***** Given text *****

What these tools actually do
HeyGen is an AI video generation platform. You provide a script and a digital avatar (either a stock avatar or a custom one trained on your likeness), and it generates a video of the avatar delivering the script. Output: MP4, ready to upload natively to LinkedIn, YouTube, or wherever.
ElevenLabs is an AI voice synthesis and cloning platform. It can generate hyper-realistic speech from text, and it can train a voice model on a few minutes of your own speech so generated audio sounds like you.
Used together, they let you produce a short explanatory video of yourself delivering a script in under an hour — at a fraction of the cost and time of filming, lighting, and editing real footage.
HeyGen — setup and workflow
There are two ways to use HeyGen: with a stock avatar (quick, no setup, less personal) or with a custom avatar trained on your likeness (more setup, more authentic, significantly better results for personal brand content).

***** Entries *****

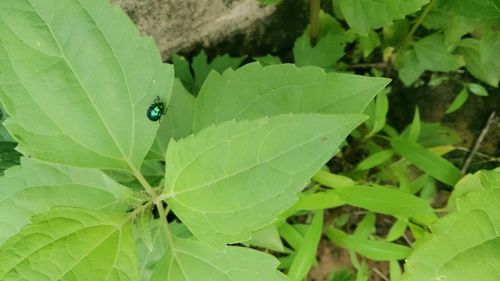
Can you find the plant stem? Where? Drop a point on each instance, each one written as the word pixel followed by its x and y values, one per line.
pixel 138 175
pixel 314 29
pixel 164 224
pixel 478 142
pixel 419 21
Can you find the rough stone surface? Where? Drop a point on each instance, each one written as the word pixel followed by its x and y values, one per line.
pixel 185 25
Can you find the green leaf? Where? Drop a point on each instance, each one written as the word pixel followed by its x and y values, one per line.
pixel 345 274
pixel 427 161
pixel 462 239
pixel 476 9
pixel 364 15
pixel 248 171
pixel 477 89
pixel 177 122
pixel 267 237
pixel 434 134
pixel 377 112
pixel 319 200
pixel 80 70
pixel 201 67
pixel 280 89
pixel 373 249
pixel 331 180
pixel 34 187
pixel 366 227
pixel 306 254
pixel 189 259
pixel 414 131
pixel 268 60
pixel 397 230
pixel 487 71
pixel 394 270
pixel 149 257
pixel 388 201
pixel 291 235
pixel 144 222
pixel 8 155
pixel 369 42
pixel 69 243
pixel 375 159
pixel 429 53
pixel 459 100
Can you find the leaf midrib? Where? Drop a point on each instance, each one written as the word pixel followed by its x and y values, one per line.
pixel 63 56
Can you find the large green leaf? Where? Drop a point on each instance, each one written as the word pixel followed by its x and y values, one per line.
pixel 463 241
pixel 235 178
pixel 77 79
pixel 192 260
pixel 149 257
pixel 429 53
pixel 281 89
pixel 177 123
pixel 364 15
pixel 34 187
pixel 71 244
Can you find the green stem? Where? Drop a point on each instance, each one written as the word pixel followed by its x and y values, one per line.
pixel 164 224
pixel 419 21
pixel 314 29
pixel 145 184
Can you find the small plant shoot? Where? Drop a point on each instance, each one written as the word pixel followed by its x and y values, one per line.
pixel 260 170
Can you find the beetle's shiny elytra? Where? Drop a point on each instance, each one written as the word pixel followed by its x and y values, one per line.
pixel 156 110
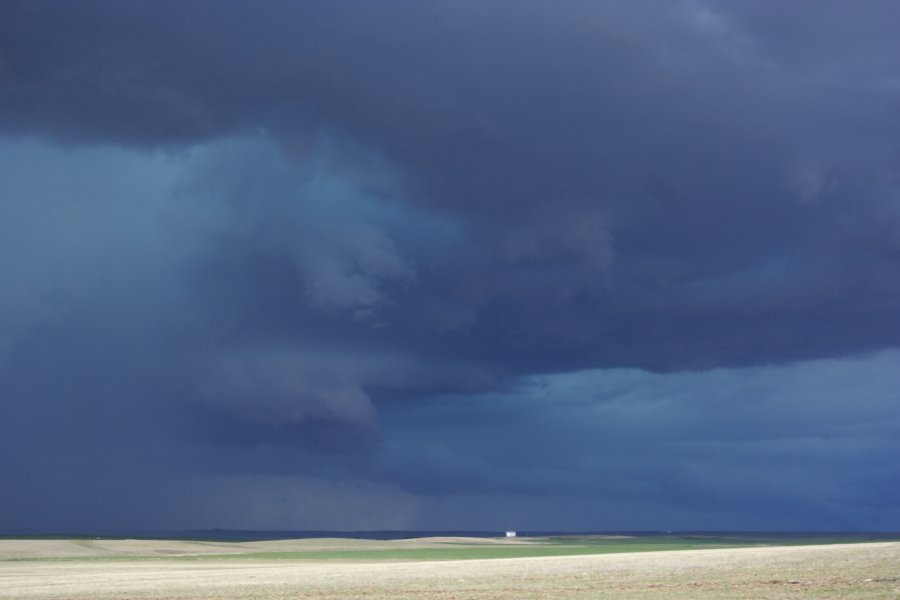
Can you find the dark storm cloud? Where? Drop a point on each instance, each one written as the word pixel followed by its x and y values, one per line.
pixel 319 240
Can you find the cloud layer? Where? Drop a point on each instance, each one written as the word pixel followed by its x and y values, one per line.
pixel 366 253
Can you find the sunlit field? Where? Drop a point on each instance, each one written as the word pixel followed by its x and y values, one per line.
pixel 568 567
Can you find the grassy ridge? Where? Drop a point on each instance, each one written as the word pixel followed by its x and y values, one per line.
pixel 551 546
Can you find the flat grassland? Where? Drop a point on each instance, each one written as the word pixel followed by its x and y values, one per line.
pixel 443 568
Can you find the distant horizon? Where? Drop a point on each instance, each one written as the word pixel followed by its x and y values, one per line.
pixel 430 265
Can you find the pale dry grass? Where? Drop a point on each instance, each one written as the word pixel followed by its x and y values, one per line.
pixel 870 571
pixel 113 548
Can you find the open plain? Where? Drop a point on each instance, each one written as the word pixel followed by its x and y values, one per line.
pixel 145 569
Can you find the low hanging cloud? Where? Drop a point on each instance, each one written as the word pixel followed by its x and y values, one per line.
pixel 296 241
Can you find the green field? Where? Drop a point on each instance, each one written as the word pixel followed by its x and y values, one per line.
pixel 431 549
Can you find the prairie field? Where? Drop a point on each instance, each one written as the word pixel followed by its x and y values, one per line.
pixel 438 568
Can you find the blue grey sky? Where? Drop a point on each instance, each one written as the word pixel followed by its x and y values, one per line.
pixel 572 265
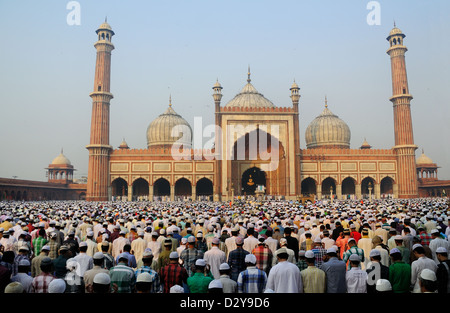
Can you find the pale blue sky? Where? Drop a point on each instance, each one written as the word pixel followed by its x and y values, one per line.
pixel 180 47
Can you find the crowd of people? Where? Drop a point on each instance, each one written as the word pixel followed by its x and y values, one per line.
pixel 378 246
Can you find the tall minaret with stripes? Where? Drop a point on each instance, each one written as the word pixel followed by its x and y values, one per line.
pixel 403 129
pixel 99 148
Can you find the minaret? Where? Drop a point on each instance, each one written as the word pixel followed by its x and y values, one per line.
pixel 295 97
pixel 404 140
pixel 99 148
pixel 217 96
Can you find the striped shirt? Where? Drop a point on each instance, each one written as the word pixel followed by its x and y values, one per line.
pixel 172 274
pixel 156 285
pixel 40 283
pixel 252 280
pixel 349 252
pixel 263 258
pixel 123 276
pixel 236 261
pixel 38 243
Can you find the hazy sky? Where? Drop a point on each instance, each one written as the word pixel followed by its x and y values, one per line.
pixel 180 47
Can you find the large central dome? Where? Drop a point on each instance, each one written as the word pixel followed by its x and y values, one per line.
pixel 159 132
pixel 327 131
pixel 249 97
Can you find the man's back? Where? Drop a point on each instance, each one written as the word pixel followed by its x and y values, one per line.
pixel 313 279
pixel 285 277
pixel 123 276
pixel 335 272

*****

• The exercise:
Answer these from the text on HeyGen and ElevenLabs:
1. In what file format does HeyGen deliver its videos?
2. How much of your own speech does ElevenLabs need to train a voice model?
3. What are the two ways to use HeyGen?
The data isn't needed for what comes next.

• Final result:
1. MP4.
2. A few minutes.
3. With a stock avatar or with a custom avatar trained on your likeness.